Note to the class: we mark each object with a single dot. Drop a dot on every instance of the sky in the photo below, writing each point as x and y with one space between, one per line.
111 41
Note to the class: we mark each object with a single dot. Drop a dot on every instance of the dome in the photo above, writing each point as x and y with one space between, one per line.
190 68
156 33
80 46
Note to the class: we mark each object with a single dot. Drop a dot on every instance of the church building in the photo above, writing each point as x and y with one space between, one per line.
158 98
...
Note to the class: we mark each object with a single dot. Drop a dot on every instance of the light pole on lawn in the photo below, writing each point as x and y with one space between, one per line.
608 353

• **Set exercise**
Please count the lines in the items above that contain the string "instance", treating uppercase and lowercase as different, and reply with the number alone.

• **Output for this exercise**
4